> _Task objective_: Every line of the data is to be transcribed as it stands.

━━━━━━━━

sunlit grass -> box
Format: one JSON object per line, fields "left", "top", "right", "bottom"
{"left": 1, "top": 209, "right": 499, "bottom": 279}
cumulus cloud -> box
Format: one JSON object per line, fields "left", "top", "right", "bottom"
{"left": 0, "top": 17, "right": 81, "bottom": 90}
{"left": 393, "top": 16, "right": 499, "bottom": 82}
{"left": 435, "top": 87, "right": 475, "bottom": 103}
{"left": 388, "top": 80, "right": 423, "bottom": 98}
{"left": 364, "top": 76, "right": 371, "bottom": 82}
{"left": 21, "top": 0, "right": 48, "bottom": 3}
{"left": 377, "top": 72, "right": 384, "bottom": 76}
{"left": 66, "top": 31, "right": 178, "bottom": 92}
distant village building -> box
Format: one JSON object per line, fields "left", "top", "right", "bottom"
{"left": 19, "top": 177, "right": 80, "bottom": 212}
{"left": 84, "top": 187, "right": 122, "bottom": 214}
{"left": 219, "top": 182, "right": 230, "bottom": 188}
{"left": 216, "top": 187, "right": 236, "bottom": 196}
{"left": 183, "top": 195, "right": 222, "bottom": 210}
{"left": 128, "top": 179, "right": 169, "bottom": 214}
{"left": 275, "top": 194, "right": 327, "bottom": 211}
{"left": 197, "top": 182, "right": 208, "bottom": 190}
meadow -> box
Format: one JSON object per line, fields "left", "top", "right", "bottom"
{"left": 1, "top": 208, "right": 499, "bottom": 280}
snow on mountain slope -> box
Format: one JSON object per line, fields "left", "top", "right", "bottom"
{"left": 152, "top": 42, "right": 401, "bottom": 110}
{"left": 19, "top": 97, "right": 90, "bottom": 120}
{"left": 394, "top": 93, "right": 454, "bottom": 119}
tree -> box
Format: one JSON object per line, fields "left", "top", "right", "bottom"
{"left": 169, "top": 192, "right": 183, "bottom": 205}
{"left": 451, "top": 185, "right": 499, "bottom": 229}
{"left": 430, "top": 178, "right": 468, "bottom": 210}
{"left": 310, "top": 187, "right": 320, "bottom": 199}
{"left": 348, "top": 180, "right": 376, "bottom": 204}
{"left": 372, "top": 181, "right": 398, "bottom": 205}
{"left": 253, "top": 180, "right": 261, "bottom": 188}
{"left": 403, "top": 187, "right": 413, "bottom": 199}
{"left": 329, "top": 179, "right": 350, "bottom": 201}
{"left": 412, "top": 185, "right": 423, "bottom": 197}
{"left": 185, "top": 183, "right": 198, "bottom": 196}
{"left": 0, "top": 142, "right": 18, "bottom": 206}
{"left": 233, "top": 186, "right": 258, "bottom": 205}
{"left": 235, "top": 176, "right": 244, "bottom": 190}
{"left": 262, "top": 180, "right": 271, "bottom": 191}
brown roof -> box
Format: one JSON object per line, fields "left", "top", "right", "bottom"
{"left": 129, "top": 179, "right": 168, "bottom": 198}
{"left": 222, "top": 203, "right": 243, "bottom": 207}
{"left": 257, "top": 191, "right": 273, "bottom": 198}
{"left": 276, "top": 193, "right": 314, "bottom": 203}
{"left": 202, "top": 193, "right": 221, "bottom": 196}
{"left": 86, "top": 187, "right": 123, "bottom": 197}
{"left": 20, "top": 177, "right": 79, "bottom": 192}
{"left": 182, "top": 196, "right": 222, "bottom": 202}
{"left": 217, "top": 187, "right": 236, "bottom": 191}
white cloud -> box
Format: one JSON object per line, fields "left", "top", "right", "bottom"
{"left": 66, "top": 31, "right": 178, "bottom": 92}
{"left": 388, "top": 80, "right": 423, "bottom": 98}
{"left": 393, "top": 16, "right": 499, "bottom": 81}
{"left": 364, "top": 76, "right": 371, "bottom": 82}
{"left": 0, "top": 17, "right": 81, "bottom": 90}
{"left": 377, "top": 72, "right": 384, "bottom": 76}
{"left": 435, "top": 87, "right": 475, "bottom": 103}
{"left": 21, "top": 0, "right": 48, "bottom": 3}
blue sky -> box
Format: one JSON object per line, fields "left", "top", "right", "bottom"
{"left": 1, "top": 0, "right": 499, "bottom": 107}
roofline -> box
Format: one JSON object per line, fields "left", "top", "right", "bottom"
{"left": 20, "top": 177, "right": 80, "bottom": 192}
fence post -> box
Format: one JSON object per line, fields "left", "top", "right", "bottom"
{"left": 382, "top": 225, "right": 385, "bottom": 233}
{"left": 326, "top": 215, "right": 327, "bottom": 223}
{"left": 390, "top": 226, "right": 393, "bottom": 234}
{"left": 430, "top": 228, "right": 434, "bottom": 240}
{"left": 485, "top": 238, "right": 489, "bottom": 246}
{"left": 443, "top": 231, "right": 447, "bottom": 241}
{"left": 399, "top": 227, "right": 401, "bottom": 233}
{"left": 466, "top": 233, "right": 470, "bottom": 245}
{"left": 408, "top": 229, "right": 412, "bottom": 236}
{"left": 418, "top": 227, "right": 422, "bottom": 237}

━━━━━━━━

> _Task response_:
sunlit grass -> box
Format: one JSON object per line, fields "left", "top", "right", "bottom"
{"left": 1, "top": 209, "right": 499, "bottom": 279}
cumulus cloud -> box
Format: one JSON object per line, fields "left", "top", "right", "bottom"
{"left": 0, "top": 17, "right": 81, "bottom": 90}
{"left": 393, "top": 16, "right": 499, "bottom": 82}
{"left": 435, "top": 87, "right": 475, "bottom": 103}
{"left": 388, "top": 80, "right": 423, "bottom": 98}
{"left": 364, "top": 76, "right": 371, "bottom": 82}
{"left": 21, "top": 0, "right": 48, "bottom": 3}
{"left": 377, "top": 72, "right": 384, "bottom": 76}
{"left": 66, "top": 31, "right": 178, "bottom": 92}
distant village building -> box
Format: one JSON object per line, fields "left", "top", "right", "bottom"
{"left": 19, "top": 177, "right": 80, "bottom": 212}
{"left": 84, "top": 187, "right": 122, "bottom": 214}
{"left": 219, "top": 182, "right": 230, "bottom": 188}
{"left": 216, "top": 187, "right": 236, "bottom": 196}
{"left": 183, "top": 195, "right": 222, "bottom": 210}
{"left": 128, "top": 179, "right": 169, "bottom": 214}
{"left": 275, "top": 194, "right": 327, "bottom": 211}
{"left": 197, "top": 182, "right": 208, "bottom": 190}
meadow -> box
Format: one JSON object per line, fields "left", "top", "right", "bottom"
{"left": 1, "top": 208, "right": 499, "bottom": 280}
snow on mountain slope -> box
Format: one JSON object per line, fields "left", "top", "right", "bottom"
{"left": 152, "top": 42, "right": 401, "bottom": 110}
{"left": 19, "top": 97, "right": 90, "bottom": 120}
{"left": 394, "top": 93, "right": 454, "bottom": 119}
tree -> box
Format: one JSON object per line, fields "left", "top", "right", "bottom"
{"left": 169, "top": 192, "right": 183, "bottom": 205}
{"left": 451, "top": 185, "right": 499, "bottom": 229}
{"left": 430, "top": 178, "right": 468, "bottom": 210}
{"left": 310, "top": 187, "right": 320, "bottom": 199}
{"left": 348, "top": 180, "right": 376, "bottom": 204}
{"left": 372, "top": 181, "right": 398, "bottom": 205}
{"left": 253, "top": 180, "right": 261, "bottom": 188}
{"left": 403, "top": 187, "right": 413, "bottom": 199}
{"left": 329, "top": 179, "right": 350, "bottom": 201}
{"left": 412, "top": 185, "right": 423, "bottom": 197}
{"left": 185, "top": 183, "right": 198, "bottom": 196}
{"left": 0, "top": 142, "right": 18, "bottom": 206}
{"left": 233, "top": 186, "right": 258, "bottom": 205}
{"left": 235, "top": 176, "right": 244, "bottom": 190}
{"left": 262, "top": 180, "right": 271, "bottom": 191}
brown roof -> box
Format: one JSON object per line, fields "left", "top", "right", "bottom"
{"left": 129, "top": 179, "right": 168, "bottom": 198}
{"left": 222, "top": 203, "right": 243, "bottom": 207}
{"left": 257, "top": 191, "right": 273, "bottom": 198}
{"left": 276, "top": 193, "right": 314, "bottom": 203}
{"left": 202, "top": 193, "right": 221, "bottom": 196}
{"left": 86, "top": 187, "right": 123, "bottom": 197}
{"left": 20, "top": 177, "right": 79, "bottom": 192}
{"left": 182, "top": 196, "right": 222, "bottom": 202}
{"left": 217, "top": 187, "right": 236, "bottom": 191}
white cloud -> box
Format: one JSON object per line, fields "left", "top", "right", "bottom"
{"left": 66, "top": 31, "right": 178, "bottom": 92}
{"left": 388, "top": 80, "right": 423, "bottom": 98}
{"left": 393, "top": 16, "right": 499, "bottom": 81}
{"left": 364, "top": 76, "right": 371, "bottom": 82}
{"left": 0, "top": 17, "right": 81, "bottom": 90}
{"left": 377, "top": 72, "right": 384, "bottom": 76}
{"left": 435, "top": 87, "right": 475, "bottom": 103}
{"left": 21, "top": 0, "right": 48, "bottom": 3}
blue sky -> box
Format: one JSON object per line, fields "left", "top", "right", "bottom"
{"left": 1, "top": 0, "right": 499, "bottom": 107}
roofline -> box
Format: one JSON object per line, fields "left", "top", "right", "bottom"
{"left": 20, "top": 177, "right": 80, "bottom": 192}
fence post -> box
Format: one JSON object per line, fields "left", "top", "right", "bottom"
{"left": 382, "top": 225, "right": 385, "bottom": 233}
{"left": 326, "top": 215, "right": 327, "bottom": 223}
{"left": 390, "top": 226, "right": 393, "bottom": 234}
{"left": 430, "top": 228, "right": 434, "bottom": 240}
{"left": 485, "top": 238, "right": 489, "bottom": 246}
{"left": 443, "top": 231, "right": 447, "bottom": 241}
{"left": 399, "top": 227, "right": 401, "bottom": 233}
{"left": 466, "top": 233, "right": 470, "bottom": 245}
{"left": 408, "top": 229, "right": 412, "bottom": 236}
{"left": 418, "top": 227, "right": 422, "bottom": 237}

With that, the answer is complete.